==== Passage for review ====

Clock Deviation

Hello, I’m getting some odd results from my newest runs of Nextstrain, and I’m wondering if I have a bad setting somewhere that’s causing this. My setup is using the newest versions of the Nextstrain CLI and related programs, but some of my profile files are left over from previous versions, so it’s possible that’s what’s tripping me up.

My basic setup is that I have ~70,000 sequences and metadata, and I’m trying to pull roughly 12,000 of these at random, from the beginning of the pandemic to now, and make a nextstrain for them. This always worked before, but now I’m generating results that only show ~7000 samples.

Digging into my Results files a bit, it appears the remaining ~5000 subsampled strains are getting thrown out because of clock_deviation. If I filter metadata_with_nextstrain_qc.tsv to only show strains with a clock_deviation of < -20, roughly 5000 samples are shown. This seems in error. As I understand it, clock_deviation is meant to filter out samples with bad date data, like omicron samples that are incorrectly labelled January 2021 instead of January 2022, using the expected clock frequency of mutations over time. But I can’t believe that 40% of my dataset are correctly being flagged as wrong. These are all GISAID samples, and a cursory glance through makes this data seem fine, date-wise.

If I sort by clock_deviation, the “worst” offenders are all 20J (Gamma, V3) samples, for some reason.

My guess is that I have some profile setting somewhere that is causing incorrect calculations of clock_frequency. Any ideas? Thank you for your time.

====

▸ **Activities**:
1 – From the clock deviation post, return the passage that begins at the words "Clock Deviation" and stops after "tripping me up.".
2 – In one to three sentences, explain why the author of the clock deviation post suspects the profile files might be causing the odd results.
3 – Rewrite the paragraph of the clock deviation post that begins "Digging into my Results files" as a short list, keeping its main facts.

==== Material supplied ====

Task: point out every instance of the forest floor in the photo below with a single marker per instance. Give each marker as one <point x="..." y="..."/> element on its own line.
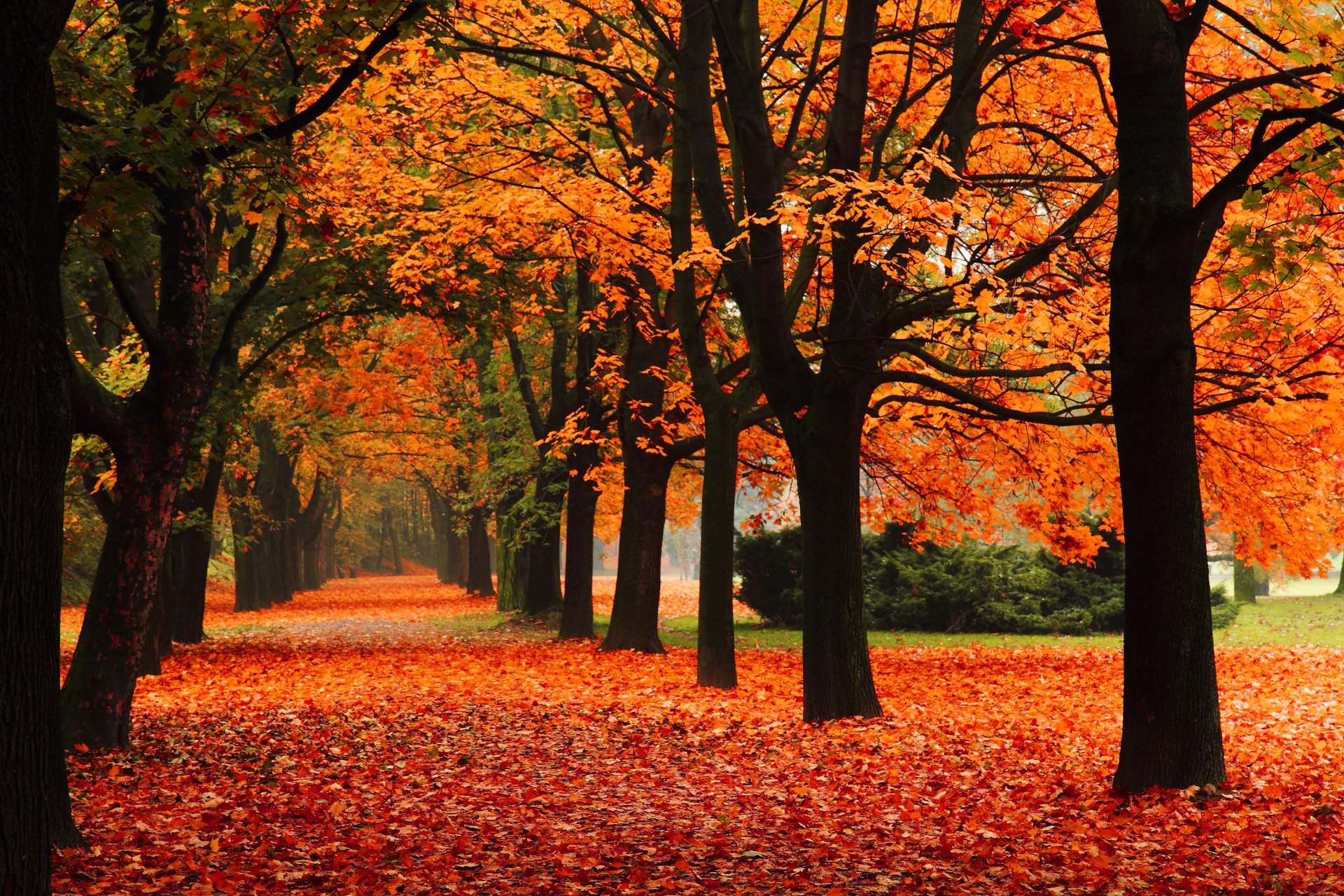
<point x="393" y="735"/>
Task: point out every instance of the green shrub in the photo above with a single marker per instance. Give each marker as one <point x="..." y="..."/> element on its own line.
<point x="968" y="587"/>
<point x="771" y="566"/>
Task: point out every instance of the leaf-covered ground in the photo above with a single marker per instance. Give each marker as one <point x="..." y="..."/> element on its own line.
<point x="309" y="757"/>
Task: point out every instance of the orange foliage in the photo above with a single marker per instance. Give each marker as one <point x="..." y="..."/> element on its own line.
<point x="302" y="764"/>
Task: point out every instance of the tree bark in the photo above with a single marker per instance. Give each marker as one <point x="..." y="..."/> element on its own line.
<point x="34" y="449"/>
<point x="1243" y="582"/>
<point x="835" y="643"/>
<point x="1171" y="731"/>
<point x="190" y="550"/>
<point x="99" y="690"/>
<point x="479" y="556"/>
<point x="577" y="610"/>
<point x="647" y="468"/>
<point x="638" y="570"/>
<point x="151" y="438"/>
<point x="248" y="547"/>
<point x="511" y="558"/>
<point x="715" y="637"/>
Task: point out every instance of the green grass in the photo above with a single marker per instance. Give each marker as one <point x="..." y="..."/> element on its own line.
<point x="472" y="624"/>
<point x="1273" y="621"/>
<point x="1288" y="621"/>
<point x="248" y="628"/>
<point x="752" y="636"/>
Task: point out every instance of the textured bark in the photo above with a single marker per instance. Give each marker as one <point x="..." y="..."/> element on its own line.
<point x="1171" y="732"/>
<point x="34" y="448"/>
<point x="647" y="468"/>
<point x="542" y="593"/>
<point x="820" y="409"/>
<point x="151" y="440"/>
<point x="638" y="568"/>
<point x="479" y="556"/>
<point x="715" y="637"/>
<point x="312" y="527"/>
<point x="835" y="643"/>
<point x="511" y="558"/>
<point x="1243" y="582"/>
<point x="577" y="612"/>
<point x="190" y="548"/>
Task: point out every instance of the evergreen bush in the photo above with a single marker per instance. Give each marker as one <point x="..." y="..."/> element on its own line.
<point x="967" y="587"/>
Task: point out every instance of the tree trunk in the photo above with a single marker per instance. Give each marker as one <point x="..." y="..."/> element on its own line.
<point x="190" y="548"/>
<point x="190" y="554"/>
<point x="1171" y="731"/>
<point x="479" y="556"/>
<point x="715" y="640"/>
<point x="577" y="610"/>
<point x="511" y="559"/>
<point x="248" y="548"/>
<point x="391" y="532"/>
<point x="456" y="551"/>
<point x="1243" y="580"/>
<point x="542" y="593"/>
<point x="34" y="449"/>
<point x="638" y="570"/>
<point x="836" y="672"/>
<point x="97" y="694"/>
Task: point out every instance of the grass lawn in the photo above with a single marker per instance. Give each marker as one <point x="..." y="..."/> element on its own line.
<point x="1288" y="621"/>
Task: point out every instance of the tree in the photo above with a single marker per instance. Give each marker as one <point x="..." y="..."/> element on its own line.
<point x="150" y="430"/>
<point x="34" y="448"/>
<point x="1171" y="734"/>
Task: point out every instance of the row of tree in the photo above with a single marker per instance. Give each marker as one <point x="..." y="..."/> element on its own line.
<point x="566" y="270"/>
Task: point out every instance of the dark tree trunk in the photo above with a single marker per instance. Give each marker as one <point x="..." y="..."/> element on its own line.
<point x="819" y="409"/>
<point x="1171" y="735"/>
<point x="312" y="528"/>
<point x="511" y="558"/>
<point x="34" y="449"/>
<point x="190" y="550"/>
<point x="479" y="556"/>
<point x="715" y="638"/>
<point x="542" y="593"/>
<point x="151" y="438"/>
<point x="647" y="468"/>
<point x="1243" y="582"/>
<point x="96" y="697"/>
<point x="577" y="612"/>
<point x="638" y="570"/>
<point x="835" y="643"/>
<point x="248" y="547"/>
<point x="456" y="551"/>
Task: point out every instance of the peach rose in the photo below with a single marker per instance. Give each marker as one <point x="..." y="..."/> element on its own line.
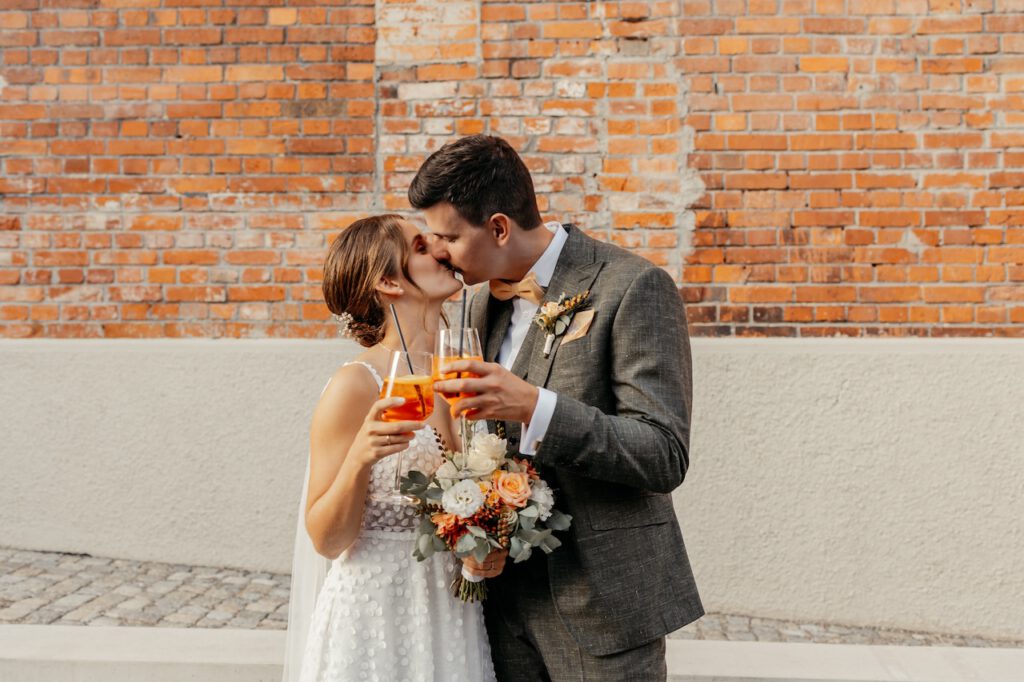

====

▸ **Task results**:
1 –
Clock Deviation

Hello, I’m getting some odd results from my newest runs of Nextstrain, and I’m wondering if I have a bad setting somewhere that’s causing this. My setup is using the newest versions of the Nextstrain CLI and related programs, but some of my profile files are left over from previous versions, so it’s possible that’s what’s tripping me up.

2 – The author runs the newest versions of the Nextstrain CLI and related programs, but some profile files are left over from previous versions. The author thinks this mismatch may be what is causing the problem.

3 –
- The remaining ~5000 subsampled strains appear to be thrown out because of clock_deviation.
- Filtering metadata_with_nextstrain_qc.tsv to strains with a clock_deviation of < -20 shows roughly 5000 samples.
- clock_deviation is understood to filter out samples with bad date data, using the expected clock frequency of mutations over time. An example is omicron samples mislabeled January 2021 instead of January 2022.
- It seems unlikely that 40% of the dataset is correctly flagged as wrong.
- The samples are all from GISAID, and a cursory glance suggests their dates are fine.